>> begin Supplied entries
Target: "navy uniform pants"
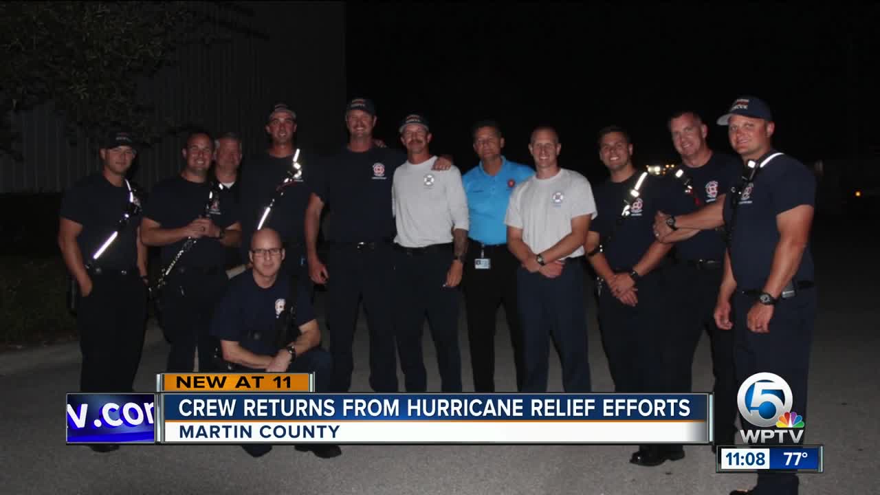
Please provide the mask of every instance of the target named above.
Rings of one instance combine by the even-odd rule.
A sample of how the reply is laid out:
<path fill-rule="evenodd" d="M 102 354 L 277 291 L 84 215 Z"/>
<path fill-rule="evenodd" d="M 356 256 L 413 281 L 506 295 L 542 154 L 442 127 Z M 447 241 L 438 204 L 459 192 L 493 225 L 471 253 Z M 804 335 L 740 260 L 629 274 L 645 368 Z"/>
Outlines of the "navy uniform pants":
<path fill-rule="evenodd" d="M 546 392 L 551 338 L 562 366 L 562 388 L 568 393 L 590 391 L 583 277 L 583 257 L 567 259 L 555 278 L 517 269 L 523 392 Z"/>
<path fill-rule="evenodd" d="M 488 269 L 476 269 L 474 260 L 488 259 Z M 523 335 L 517 304 L 517 269 L 519 262 L 506 244 L 482 246 L 471 240 L 465 262 L 465 307 L 467 314 L 467 339 L 471 347 L 473 390 L 492 393 L 495 387 L 495 314 L 504 305 L 504 315 L 510 330 L 513 362 L 517 373 L 517 390 L 523 389 Z"/>
<path fill-rule="evenodd" d="M 163 290 L 163 323 L 171 339 L 168 373 L 192 373 L 195 350 L 199 371 L 214 371 L 217 339 L 210 335 L 211 319 L 229 284 L 223 267 L 175 268 Z"/>
<path fill-rule="evenodd" d="M 438 245 L 436 245 L 438 246 Z M 437 354 L 440 389 L 461 392 L 461 351 L 458 347 L 458 287 L 444 287 L 452 264 L 452 245 L 424 251 L 395 247 L 394 288 L 397 291 L 395 334 L 407 392 L 428 390 L 422 350 L 425 316 Z"/>
<path fill-rule="evenodd" d="M 668 392 L 693 391 L 693 354 L 700 338 L 708 332 L 711 344 L 715 401 L 715 442 L 733 443 L 737 432 L 737 380 L 733 364 L 733 331 L 715 324 L 715 307 L 721 287 L 723 264 L 696 263 L 686 261 L 667 269 L 673 284 L 673 309 L 667 317 L 678 317 L 670 325 L 664 367 L 670 370 Z"/>
<path fill-rule="evenodd" d="M 143 349 L 146 285 L 137 269 L 90 271 L 92 292 L 77 310 L 82 392 L 131 392 Z"/>
<path fill-rule="evenodd" d="M 766 334 L 754 333 L 747 327 L 746 315 L 754 303 L 754 297 L 740 292 L 733 297 L 737 382 L 741 384 L 756 373 L 779 375 L 791 388 L 792 412 L 803 417 L 809 425 L 807 376 L 816 321 L 816 289 L 803 289 L 793 298 L 781 299 L 774 308 L 769 332 Z M 744 428 L 759 429 L 744 418 L 740 422 Z M 790 437 L 787 438 L 786 443 L 791 443 Z M 800 443 L 803 443 L 803 438 Z M 793 473 L 759 473 L 754 493 L 791 495 L 797 493 L 797 476 Z"/>
<path fill-rule="evenodd" d="M 636 287 L 635 307 L 621 303 L 605 284 L 599 285 L 599 329 L 614 392 L 655 394 L 669 392 L 670 370 L 664 366 L 670 321 L 675 309 L 674 279 L 670 268 L 645 274 Z M 628 270 L 615 270 L 627 272 Z M 640 446 L 640 450 L 678 451 L 680 446 Z"/>
<path fill-rule="evenodd" d="M 259 370 L 253 370 L 259 371 Z M 312 347 L 302 356 L 290 363 L 287 373 L 315 373 L 315 392 L 327 393 L 330 391 L 331 377 L 333 375 L 333 358 L 330 353 L 320 347 Z M 242 444 L 241 447 L 254 457 L 260 457 L 272 450 L 268 444 Z"/>
<path fill-rule="evenodd" d="M 333 357 L 333 392 L 348 392 L 355 369 L 352 346 L 361 297 L 370 330 L 370 387 L 397 392 L 391 245 L 334 243 L 327 251 L 326 322 Z"/>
>> end Supplied entries
• _What to do_: Express the records from their start through the line containing "102 354 L 277" as a Markdown table with the columns "No." and "Text", giving each line its own row and skipping blank lines. Leave the pictures out.

• _Solution for this exercise_:
| No. | Text |
|---|---|
| 1 | Target: "navy uniform pants" |
| 2 | Please provide the mask of every instance of the target named above. |
| 3 | Rings of one instance combine by the even-odd rule. |
| 4 | A sample of how the reply is laid out: |
| 5 | <path fill-rule="evenodd" d="M 102 354 L 277 291 L 84 215 Z"/> |